Exactly transcribe the line that holds "Labeling fields. Category: woman's" and every remaining line of the records, up to and including the final one, with nothing else.

Point-per-instance localization data:

============================================================

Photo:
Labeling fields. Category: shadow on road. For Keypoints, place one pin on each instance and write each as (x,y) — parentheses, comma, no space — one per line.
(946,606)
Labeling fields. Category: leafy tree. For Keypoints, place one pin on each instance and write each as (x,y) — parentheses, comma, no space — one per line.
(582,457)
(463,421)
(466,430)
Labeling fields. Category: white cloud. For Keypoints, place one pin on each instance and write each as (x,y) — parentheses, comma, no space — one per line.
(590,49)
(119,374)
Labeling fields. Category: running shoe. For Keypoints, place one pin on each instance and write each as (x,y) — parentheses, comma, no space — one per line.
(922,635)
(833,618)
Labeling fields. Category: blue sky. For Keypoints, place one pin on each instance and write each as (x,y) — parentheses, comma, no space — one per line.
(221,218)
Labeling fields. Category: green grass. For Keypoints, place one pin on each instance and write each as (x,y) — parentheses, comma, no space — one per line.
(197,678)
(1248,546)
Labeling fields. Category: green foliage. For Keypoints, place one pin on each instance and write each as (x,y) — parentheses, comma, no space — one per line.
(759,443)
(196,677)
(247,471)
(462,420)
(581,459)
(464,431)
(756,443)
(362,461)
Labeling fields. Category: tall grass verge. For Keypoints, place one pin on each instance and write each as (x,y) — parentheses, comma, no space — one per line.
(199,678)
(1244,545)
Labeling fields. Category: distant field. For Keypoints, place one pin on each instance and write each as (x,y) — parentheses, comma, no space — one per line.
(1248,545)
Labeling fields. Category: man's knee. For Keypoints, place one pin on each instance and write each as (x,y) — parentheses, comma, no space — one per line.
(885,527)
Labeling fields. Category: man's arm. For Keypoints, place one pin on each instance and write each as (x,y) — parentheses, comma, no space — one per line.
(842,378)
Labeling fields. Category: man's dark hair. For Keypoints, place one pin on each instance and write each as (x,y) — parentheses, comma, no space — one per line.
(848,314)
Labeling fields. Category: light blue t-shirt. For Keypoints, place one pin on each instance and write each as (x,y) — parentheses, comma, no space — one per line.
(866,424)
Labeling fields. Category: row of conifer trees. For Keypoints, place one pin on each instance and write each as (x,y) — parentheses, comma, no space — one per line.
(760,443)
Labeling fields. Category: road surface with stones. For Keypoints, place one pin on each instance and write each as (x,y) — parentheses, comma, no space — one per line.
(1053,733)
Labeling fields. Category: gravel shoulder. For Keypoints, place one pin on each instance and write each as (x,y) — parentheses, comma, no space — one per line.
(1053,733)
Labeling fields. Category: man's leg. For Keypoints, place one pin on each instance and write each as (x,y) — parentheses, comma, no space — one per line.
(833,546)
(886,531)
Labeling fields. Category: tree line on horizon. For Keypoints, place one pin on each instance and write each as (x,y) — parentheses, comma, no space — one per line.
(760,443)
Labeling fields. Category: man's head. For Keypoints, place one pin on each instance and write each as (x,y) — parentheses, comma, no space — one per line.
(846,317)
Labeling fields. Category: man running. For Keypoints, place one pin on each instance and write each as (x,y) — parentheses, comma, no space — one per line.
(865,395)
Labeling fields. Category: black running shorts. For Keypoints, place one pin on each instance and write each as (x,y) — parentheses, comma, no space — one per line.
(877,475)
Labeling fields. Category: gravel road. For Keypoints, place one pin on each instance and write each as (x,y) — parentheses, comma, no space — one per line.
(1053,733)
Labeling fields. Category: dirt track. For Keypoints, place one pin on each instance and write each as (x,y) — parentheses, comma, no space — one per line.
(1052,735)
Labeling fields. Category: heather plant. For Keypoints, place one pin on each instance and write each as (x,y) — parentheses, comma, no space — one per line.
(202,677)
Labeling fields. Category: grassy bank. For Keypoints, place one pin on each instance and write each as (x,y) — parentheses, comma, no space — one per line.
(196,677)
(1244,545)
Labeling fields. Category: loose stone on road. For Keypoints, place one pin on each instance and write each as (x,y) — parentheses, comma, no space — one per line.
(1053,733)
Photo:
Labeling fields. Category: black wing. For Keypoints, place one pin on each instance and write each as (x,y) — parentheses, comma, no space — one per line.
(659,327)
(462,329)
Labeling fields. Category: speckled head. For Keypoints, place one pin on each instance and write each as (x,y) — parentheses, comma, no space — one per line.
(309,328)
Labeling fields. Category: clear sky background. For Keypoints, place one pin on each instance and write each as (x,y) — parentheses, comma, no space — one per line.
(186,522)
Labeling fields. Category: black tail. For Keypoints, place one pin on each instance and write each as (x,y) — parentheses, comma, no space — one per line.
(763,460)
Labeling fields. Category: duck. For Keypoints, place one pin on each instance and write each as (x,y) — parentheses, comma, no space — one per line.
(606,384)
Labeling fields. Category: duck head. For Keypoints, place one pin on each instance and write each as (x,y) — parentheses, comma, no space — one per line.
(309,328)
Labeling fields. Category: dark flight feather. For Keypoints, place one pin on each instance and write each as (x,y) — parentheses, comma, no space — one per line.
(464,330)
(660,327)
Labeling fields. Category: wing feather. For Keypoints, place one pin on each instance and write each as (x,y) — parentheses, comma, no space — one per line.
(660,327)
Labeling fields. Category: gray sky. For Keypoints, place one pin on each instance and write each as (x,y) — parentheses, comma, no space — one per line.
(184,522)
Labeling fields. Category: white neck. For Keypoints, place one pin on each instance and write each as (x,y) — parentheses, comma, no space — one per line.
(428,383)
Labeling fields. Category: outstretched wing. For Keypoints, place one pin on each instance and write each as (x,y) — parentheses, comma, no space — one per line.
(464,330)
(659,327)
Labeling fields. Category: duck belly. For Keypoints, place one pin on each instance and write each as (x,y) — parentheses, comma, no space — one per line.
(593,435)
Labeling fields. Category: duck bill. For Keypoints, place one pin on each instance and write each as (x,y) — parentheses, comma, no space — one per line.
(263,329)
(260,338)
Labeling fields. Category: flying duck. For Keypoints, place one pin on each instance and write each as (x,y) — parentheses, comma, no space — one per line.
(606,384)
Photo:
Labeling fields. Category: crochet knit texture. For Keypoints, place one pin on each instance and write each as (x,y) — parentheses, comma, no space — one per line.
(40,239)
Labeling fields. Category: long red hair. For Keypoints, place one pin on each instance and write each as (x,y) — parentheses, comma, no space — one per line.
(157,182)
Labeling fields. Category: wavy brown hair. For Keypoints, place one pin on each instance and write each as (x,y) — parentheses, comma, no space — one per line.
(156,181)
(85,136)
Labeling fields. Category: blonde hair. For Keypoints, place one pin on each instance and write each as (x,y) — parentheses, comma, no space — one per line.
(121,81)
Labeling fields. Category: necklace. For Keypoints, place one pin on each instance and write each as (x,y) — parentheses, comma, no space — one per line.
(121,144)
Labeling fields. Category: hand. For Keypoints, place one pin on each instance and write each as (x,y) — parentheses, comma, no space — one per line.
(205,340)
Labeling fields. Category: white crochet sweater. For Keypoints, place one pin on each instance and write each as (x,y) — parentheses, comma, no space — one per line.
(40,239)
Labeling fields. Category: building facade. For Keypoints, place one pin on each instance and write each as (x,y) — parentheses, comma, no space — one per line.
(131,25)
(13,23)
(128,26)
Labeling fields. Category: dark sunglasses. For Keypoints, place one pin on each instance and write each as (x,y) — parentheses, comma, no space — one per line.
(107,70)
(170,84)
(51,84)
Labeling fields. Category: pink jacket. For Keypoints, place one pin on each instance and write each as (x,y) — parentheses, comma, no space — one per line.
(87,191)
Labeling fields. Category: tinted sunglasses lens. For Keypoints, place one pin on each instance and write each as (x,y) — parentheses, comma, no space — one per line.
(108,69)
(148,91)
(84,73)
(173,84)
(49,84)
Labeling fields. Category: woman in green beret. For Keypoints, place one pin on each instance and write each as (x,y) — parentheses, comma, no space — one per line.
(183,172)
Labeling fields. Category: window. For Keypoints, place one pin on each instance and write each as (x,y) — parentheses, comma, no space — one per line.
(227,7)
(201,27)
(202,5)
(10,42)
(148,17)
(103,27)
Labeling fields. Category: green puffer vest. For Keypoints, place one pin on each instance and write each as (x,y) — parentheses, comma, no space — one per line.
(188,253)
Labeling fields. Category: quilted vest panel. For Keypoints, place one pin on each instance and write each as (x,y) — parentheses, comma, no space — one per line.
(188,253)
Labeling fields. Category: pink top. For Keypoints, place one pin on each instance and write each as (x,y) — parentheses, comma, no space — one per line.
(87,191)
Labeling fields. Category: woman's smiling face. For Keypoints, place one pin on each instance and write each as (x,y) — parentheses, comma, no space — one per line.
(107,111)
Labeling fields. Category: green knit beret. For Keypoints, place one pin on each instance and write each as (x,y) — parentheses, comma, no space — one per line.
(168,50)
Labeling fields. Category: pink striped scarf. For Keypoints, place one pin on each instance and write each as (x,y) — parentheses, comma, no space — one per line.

============================================================

• **Exercise solution**
Labeling fields. Category: woman's smiling face. For Keypoints, place one pin on each instance and write each as (x,y) — parentheses, comma, no space — one per line.
(107,111)
Labeling fields. Category: green knit beret. For Keypoints, place one pin on each instance and write each as (x,y) — parentheses, comma, no space — one per line.
(168,50)
Labeling fields. Category: pink striped scarf. For Keypoints, place one pin on each instance and write each as (x,y) — parentheses, comma, no space — one per line.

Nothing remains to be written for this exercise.